start Text excerpt

Nick Schifrin: They let him go, and he joined the thousands of Mariupol residents who fled the city. He had no car, so he walked, motivated to live to see his son.
You had to leave your parents behind. Do you know how they are?
Andrei Marusov: My parents, they're 80 years old. The main reason to leave them alone was OK, just because I realized, OK, I will be just shot there, OK? What will be the use of me, you know?
And — no, and again, I was really dreaming about my son.
Nick Schifrin: Some evacuees paraded under Russian state TV before they were forced to give up their Ukrainian passports and they were taken into Russia, reportedly to be held in camps, or they were forced to a school in separatist-held territory, where Putin and separatist leaders have pride of place.
Senior adviser Oleksiy Arestovych admitted on Friday that Kyiv could not recapture Mariupol.
Oleksiy Arestovych, Senior Adviser to Volodymyr Zelenskyy (through translator): There is currently no military solution to Mariupol. You can blame me, the presidential office, the president personally and so on, but there is no solution.
Andrei Marusov: If my Ukraine will be Ukrainian — and I still do believe that it will remain Ukrainian — yes, certainly, I will — I'm ready to get to get back.
But as we see that the situation, it's — is worsening, that they keep blockading the city, and they are trying to kill, I mean, all defendants.
Nick Schifrin: And in this war's epicenter, residents still trapped or being forced to starve or submit.
For the "PBS NewsHour," I'm Nick Schifrin.

end Text excerpt

- [What you should do]:
Return the part of the Mariupol transcript that begins with the words "Senior adviser Oleksiy" and ends with "I'm Nick Schifrin.", copied word for word. The records below the Mariupol transcript were taken from a separate source.

start Data supplied

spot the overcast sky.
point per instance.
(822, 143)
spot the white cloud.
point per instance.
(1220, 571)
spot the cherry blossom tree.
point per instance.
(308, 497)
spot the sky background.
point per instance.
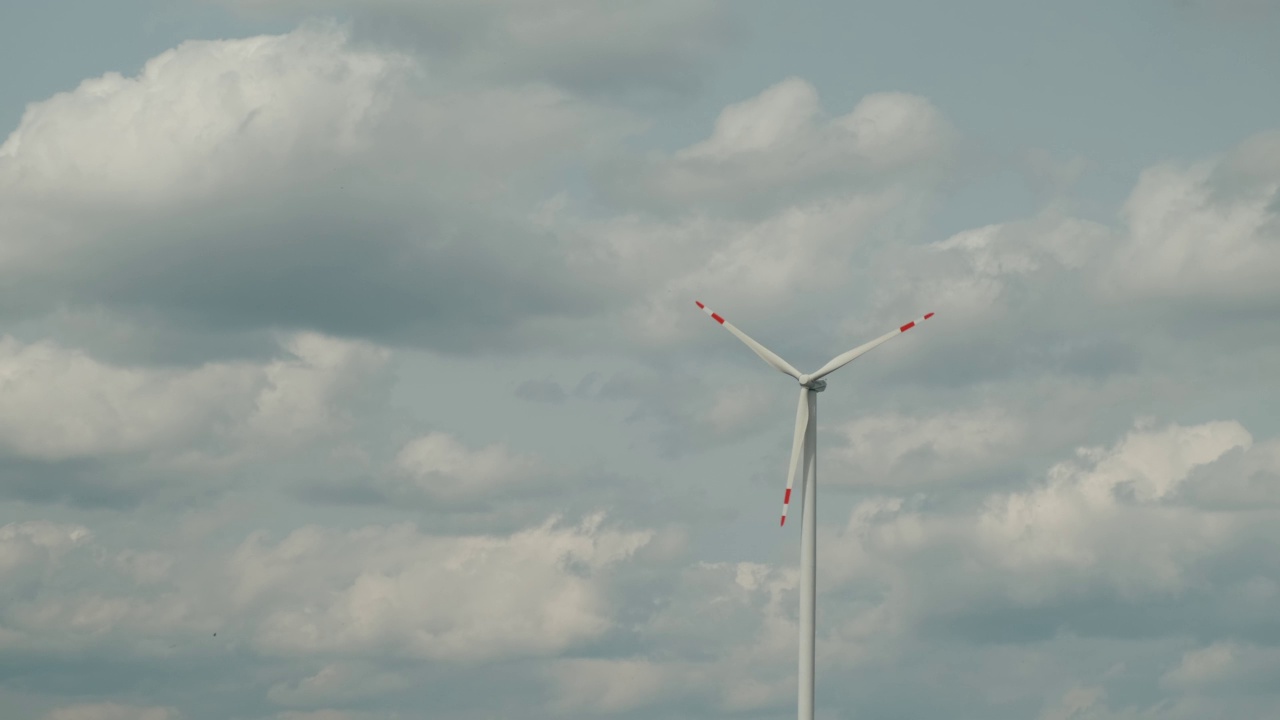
(350, 367)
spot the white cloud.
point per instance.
(583, 45)
(379, 591)
(112, 711)
(895, 449)
(442, 466)
(37, 542)
(338, 683)
(1206, 231)
(780, 147)
(58, 402)
(229, 187)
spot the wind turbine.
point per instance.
(804, 447)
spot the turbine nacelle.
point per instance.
(809, 382)
(813, 384)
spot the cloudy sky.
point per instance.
(350, 367)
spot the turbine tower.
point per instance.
(804, 451)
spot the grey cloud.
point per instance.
(542, 391)
(590, 49)
(780, 149)
(274, 226)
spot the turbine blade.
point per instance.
(841, 360)
(798, 449)
(764, 352)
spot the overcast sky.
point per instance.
(350, 367)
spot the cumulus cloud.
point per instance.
(1110, 529)
(780, 146)
(536, 592)
(899, 449)
(112, 711)
(1207, 231)
(62, 404)
(149, 195)
(442, 466)
(585, 46)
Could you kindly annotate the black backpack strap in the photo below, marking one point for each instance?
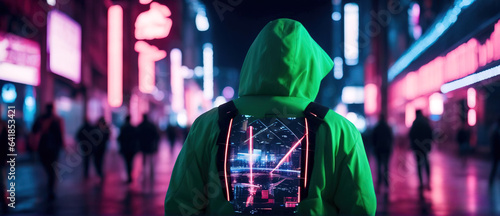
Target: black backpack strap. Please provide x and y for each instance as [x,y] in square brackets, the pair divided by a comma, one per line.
[314,114]
[227,112]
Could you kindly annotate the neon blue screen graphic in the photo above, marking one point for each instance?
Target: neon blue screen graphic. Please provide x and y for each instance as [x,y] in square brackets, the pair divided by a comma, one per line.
[265,164]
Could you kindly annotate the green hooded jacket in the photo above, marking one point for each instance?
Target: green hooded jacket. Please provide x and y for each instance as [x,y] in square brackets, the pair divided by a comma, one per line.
[281,75]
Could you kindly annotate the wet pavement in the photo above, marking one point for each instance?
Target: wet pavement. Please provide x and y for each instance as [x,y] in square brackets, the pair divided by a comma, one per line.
[457,187]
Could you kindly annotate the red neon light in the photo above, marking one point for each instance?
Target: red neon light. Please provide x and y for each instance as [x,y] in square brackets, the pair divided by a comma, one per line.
[148,55]
[471,98]
[411,85]
[460,62]
[115,56]
[371,93]
[225,158]
[288,153]
[154,23]
[307,154]
[471,117]
[250,151]
[145,1]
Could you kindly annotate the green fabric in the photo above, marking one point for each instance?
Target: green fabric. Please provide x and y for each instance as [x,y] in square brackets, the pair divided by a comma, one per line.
[281,75]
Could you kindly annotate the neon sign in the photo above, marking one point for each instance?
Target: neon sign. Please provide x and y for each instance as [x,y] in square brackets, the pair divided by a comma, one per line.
[208,68]
[464,60]
[9,93]
[64,42]
[152,24]
[19,60]
[176,80]
[148,55]
[115,56]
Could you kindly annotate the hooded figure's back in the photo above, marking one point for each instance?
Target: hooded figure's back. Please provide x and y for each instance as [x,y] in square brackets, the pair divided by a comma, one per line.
[280,76]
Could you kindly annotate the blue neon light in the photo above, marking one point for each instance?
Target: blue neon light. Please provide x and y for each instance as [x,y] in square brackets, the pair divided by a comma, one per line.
[429,38]
[9,93]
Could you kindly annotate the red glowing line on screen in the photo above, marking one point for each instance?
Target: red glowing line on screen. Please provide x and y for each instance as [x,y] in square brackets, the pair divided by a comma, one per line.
[307,153]
[115,56]
[289,153]
[250,151]
[225,158]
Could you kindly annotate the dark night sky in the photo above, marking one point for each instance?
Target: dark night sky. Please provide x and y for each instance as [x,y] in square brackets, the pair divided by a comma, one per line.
[233,30]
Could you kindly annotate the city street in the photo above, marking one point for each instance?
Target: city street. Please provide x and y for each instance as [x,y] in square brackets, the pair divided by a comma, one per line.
[457,188]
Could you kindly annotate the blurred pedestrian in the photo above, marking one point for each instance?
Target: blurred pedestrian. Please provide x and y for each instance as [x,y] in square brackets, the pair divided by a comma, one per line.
[495,149]
[86,144]
[463,140]
[172,134]
[100,147]
[48,131]
[148,140]
[4,145]
[420,140]
[128,145]
[382,142]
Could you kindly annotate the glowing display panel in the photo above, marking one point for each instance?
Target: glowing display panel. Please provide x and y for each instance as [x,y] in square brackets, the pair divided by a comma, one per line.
[265,164]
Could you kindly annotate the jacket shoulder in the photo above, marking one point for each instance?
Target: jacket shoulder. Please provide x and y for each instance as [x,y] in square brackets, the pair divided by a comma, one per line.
[343,132]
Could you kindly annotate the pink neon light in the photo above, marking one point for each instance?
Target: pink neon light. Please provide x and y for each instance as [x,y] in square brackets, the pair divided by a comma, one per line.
[371,93]
[154,23]
[64,43]
[145,1]
[115,56]
[250,151]
[225,158]
[288,153]
[460,62]
[471,98]
[471,117]
[176,80]
[436,104]
[307,153]
[148,55]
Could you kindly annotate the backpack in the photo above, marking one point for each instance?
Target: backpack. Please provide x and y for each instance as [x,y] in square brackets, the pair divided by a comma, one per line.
[265,164]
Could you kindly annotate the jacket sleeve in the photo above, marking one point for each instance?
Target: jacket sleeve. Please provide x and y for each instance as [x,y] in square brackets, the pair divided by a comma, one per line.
[355,194]
[186,192]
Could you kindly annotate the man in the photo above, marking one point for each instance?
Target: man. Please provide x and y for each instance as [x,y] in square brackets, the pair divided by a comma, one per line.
[148,142]
[382,141]
[128,145]
[4,146]
[420,141]
[87,144]
[281,75]
[495,150]
[49,133]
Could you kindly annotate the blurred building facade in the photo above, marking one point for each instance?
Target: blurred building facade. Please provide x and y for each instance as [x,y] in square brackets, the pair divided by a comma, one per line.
[441,58]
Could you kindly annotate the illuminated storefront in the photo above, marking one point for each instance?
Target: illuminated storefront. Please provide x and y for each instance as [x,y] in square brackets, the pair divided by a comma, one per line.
[456,88]
[19,74]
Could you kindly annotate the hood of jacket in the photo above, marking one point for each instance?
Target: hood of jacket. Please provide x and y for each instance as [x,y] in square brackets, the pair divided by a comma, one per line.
[284,61]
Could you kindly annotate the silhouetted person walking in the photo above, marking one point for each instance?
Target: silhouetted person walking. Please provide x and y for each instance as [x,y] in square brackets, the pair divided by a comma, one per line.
[100,148]
[85,142]
[382,142]
[420,141]
[49,132]
[148,140]
[172,134]
[4,145]
[495,149]
[463,140]
[128,145]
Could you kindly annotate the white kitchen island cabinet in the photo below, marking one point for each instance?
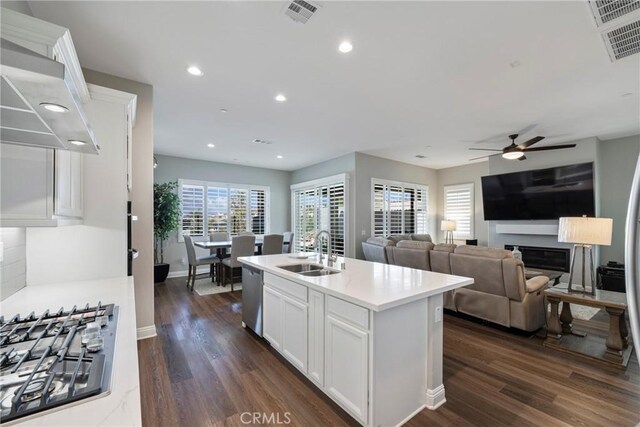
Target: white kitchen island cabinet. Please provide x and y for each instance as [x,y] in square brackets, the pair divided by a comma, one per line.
[370,336]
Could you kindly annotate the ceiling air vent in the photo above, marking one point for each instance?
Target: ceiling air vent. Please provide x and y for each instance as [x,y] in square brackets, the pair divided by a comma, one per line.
[623,41]
[605,11]
[301,11]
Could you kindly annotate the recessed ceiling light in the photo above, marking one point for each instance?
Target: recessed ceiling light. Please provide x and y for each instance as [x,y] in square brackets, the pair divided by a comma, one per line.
[54,107]
[512,155]
[345,47]
[195,71]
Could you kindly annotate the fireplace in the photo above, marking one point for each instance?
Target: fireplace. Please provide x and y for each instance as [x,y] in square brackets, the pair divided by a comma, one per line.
[555,259]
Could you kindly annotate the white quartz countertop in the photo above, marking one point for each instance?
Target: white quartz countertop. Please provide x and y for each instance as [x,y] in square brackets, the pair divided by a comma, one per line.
[121,407]
[372,285]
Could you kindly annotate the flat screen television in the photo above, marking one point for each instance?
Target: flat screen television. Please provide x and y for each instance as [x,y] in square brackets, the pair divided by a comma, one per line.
[539,194]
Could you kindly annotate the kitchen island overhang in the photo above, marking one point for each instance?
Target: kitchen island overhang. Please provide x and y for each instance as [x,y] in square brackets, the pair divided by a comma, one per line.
[369,336]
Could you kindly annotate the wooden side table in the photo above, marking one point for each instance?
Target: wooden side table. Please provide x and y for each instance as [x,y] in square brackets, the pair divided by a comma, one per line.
[614,350]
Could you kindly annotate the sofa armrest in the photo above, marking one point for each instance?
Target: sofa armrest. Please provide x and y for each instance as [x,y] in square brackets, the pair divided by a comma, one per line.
[536,284]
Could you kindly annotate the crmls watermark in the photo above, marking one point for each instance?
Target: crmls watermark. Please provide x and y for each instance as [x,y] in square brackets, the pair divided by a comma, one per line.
[260,418]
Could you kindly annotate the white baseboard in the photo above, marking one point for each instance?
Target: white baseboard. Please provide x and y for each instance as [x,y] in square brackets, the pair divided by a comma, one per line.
[146,332]
[413,414]
[435,397]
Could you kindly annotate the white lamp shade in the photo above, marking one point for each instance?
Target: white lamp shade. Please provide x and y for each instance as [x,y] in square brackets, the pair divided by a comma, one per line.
[584,230]
[447,225]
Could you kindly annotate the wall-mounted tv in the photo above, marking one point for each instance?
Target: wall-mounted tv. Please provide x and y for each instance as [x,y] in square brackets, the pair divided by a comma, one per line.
[539,194]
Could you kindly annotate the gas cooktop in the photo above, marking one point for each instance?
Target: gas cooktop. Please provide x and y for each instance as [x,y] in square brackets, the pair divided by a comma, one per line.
[55,358]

end Data supplied

- [Expected output]:
Senior adviser Oleksiy Arestovych admitted on Friday that Kyiv could not recapture Mariupol.
Oleksiy Arestovych, Senior Adviser to Volodymyr Zelenskyy (through translator): There is currently no military solution to Mariupol. You can blame me, the presidential office, the president personally and so on, but there is no solution.
Andrei Marusov: If my Ukraine will be Ukrainian — and I still do believe that it will remain Ukrainian — yes, certainly, I will — I'm ready to get to get back.
But as we see that the situation, it's — is worsening, that they keep blockading the city, and they are trying to kill, I mean, all defendants.
Nick Schifrin: And in this war's epicenter, residents still trapped or being forced to starve or submit.
For the "PBS NewsHour," I'm Nick Schifrin.